→ **What the task asks**:
Answer these about the World Cup column, one line each:
(a) To which state did the writer nearly travel with Donald Trump's presidential party?
(b) How many words does the writer say the plane flight alone would have yielded?
(c) How many days before kick-off does the writer say the World Cup stands?

→ **Selected passage**:

--------

Beer ban, Beckham and a vagina stadium: the World Cup in inglorious technicolor | World Cup 2022

Some of my greatest regrets in life are things I’ve declined on principle. So in many ways, I’m sorry not to be in Qatar for the World Cup. On reflection, I’d have liked to take a detailed look at the horror show, in situ. I was once extremely close to travelling with Donald Trump’s presidential party and some bad boys of Brexit to Mississippi, where the fash-Wotsit was guest of honour at the opening of a civil rights museum, of all things. Insulting? Disgusting? Grotesque? Obviously. But let me tell you: there would have been plenty to write about. I’d have got 5,000 words out of the plane flight alone.

Fast forward to the present day, then, and I am nearly disappointed not to be seeing one of the great horrors of the sporting/geopolitical age in inglorious technicolour. Then again, how many words are honestly available? It’s possible Fifa has finally contrived to pull off the genuinely unprecedented: a World Cup where, two days out from kick-off, there is only one thing to say about it all.

--------

→ **Supplied material**:
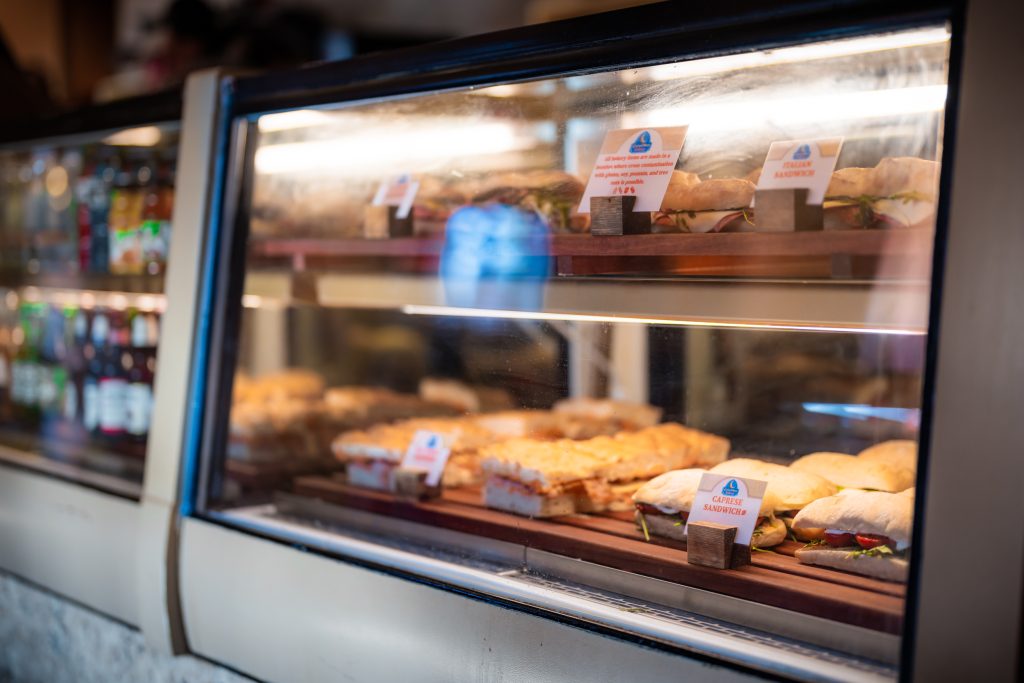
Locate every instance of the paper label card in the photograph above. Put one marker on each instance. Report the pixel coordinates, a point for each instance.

--------

→ **Task response**:
(a) Mississippi
(b) 5,000
(c) Two days